___ 抜粋本文 ___
10~12枚のデッサン、水彩画、コラージュ。工芸、造形の作品(写真)
最終成績表
履歴書
を提出した後、審査されるようだ。(ノイガーブロンズの場合)
教科は、
専門テクノロジー
造形
美術史
書道(カリグラフィー)
数学
実技
国語
宗教
現代社会
体育
で、卒業まで2~3年半。
授業料は、他のドイツの公立校と同様かからないが、道具をそろえる際に10万弱くらいかかるらしい。(それ以外には年間の諸経費をおさめる)
はじめの半年の「お試し期間」の成績次第でそのまま進学出来るかどうか、が決まる。
(判断基準はテストの合計平均点のみ。)
卒業試験は、上記した「職人資格試験」と同等と見なされるのために、その試験内容もほとんど同じである。
___ 抽出資料 ___
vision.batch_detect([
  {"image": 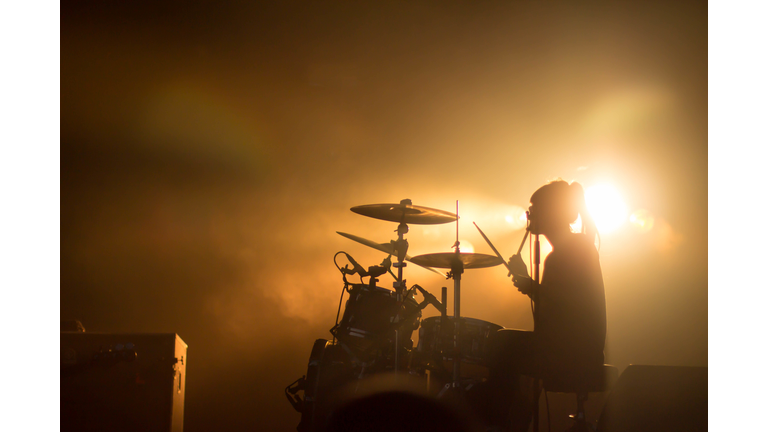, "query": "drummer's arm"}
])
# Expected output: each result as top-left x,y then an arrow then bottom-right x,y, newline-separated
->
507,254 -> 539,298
___
_課題の指示_. ドイツの工芸学校の入学審査と授業を紹介した本文を、最後の文の後から書き継いでください。

_課題の解答_.
と、ざっとこのようなカリキュラムになっているわけだが、日本人がこの貴金細工師の職人資格を取ろう、とした場合に一番の問題となるのは、ドイツ語であろうと思う。
経験上、少なくとも、大学入学資格程度の語学力がなければ、授業についていけない。(貴金属細工師という職業の場合は特に)
いままでにも、何人かトライした日本人に出会ってはいるが、ほとんどの場合この語学的なハンディーキャップで苦労されていた。
注1の訓練内容報告書についてはまたの機会に。